* [Selected extract]
>>>

Fewer people are taking fish oil, vitamin C and calcium supplements, according to a recent survey of dietary supplement users.
The survey, conducted by Consumerlab.com, also showed that the number of people using probiotics has increased.
"The changes in supplement use seem to reflect research findings that made headlines this past year, as well as a shift in promotional emphasis for some of these supplements," Dr. Tod Cooperman, M.D., the president of ConsumerLab.com, said in a statement.
"In the past, probiotics were marketed mainly to women and for irritable bowel syndrome, but are now finding a wider audience due to expanded treatment applications, including antibiotic-related diarrhea, diverticular disease and even anxiety," Cooperman said. "Meanwhile, too much calcium has been shown to pose increased risk of cardiovascular disease, while high-dose vitamin C appears to increase the risk of kidney stones and cataracts. The benefits of fish oil now seem largely limited to people who don't eat fish or have high triglycerides."

<<<

* [Complete the following]
(1) In the article on the dietary supplement survey, which supplement did a growing number of people report using?
(2) Write the next part of the article on the dietary supplement survey, starting after its last sentence.

* [Material provided]
>>>

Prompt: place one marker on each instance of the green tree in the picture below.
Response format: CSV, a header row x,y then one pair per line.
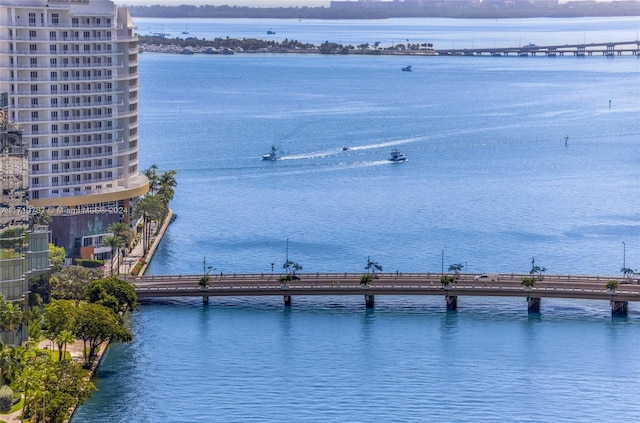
x,y
456,268
366,279
168,184
72,386
71,282
118,295
536,269
447,280
150,208
114,242
10,314
154,180
97,324
59,320
372,266
528,282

<<<

* [List of answers]
(1) Probiotics.

(2)
The survey included more than 10,000 people, and respondents were all classified as "heavy" users of supplements (taking 6.6 supplements a day, on average).
Calcium supplement use declined from 2012 to 2013, with its use in women specifically decreasing from 57.8 percent to 45.6 percent. And vitamin C supplement use declined among men from 42.3 percent to 35 percent.
And even though fish oil was still the most-used supplement -- used by 67.2 percent of respondents -- its use decreased 4 to 5 percent from 2012 to 2013, the survey showed.
Meanwhile, probiotic use increased, with its use among men specifically increasing from 30.5 percent to 37.1 percent.
The survey also revealed the most-used supplements:
- Fish oil - used by 67.2 percent of respondents (a decrease of 4.5 percent from 2012).
- Multivitamins - used by 63.8 percent of respondents (a decrease of 1.6 percent from 2012).
- CoQ10 - used by 54.1 percent of respondents.
- Vitamin D - used by 53.8 percent of respondents (a 1.7 percent decrease from 2012).
- B vitamins - used by 43.1 percent of respondents (a decrease of 1.1 percent from 2012).
- Calcium - used by 42.1 percent of respondents (a 6.3 percent decrease from 2012).
- Magnesium - used by 38.1 percent of respondents.
- Probiotics - used by 37.8 percent of respondents (a 3.4 percent increase from 2012).
- Vitamin C - used by 37 percent of respondents (a 4.2 percent decrease from 2012).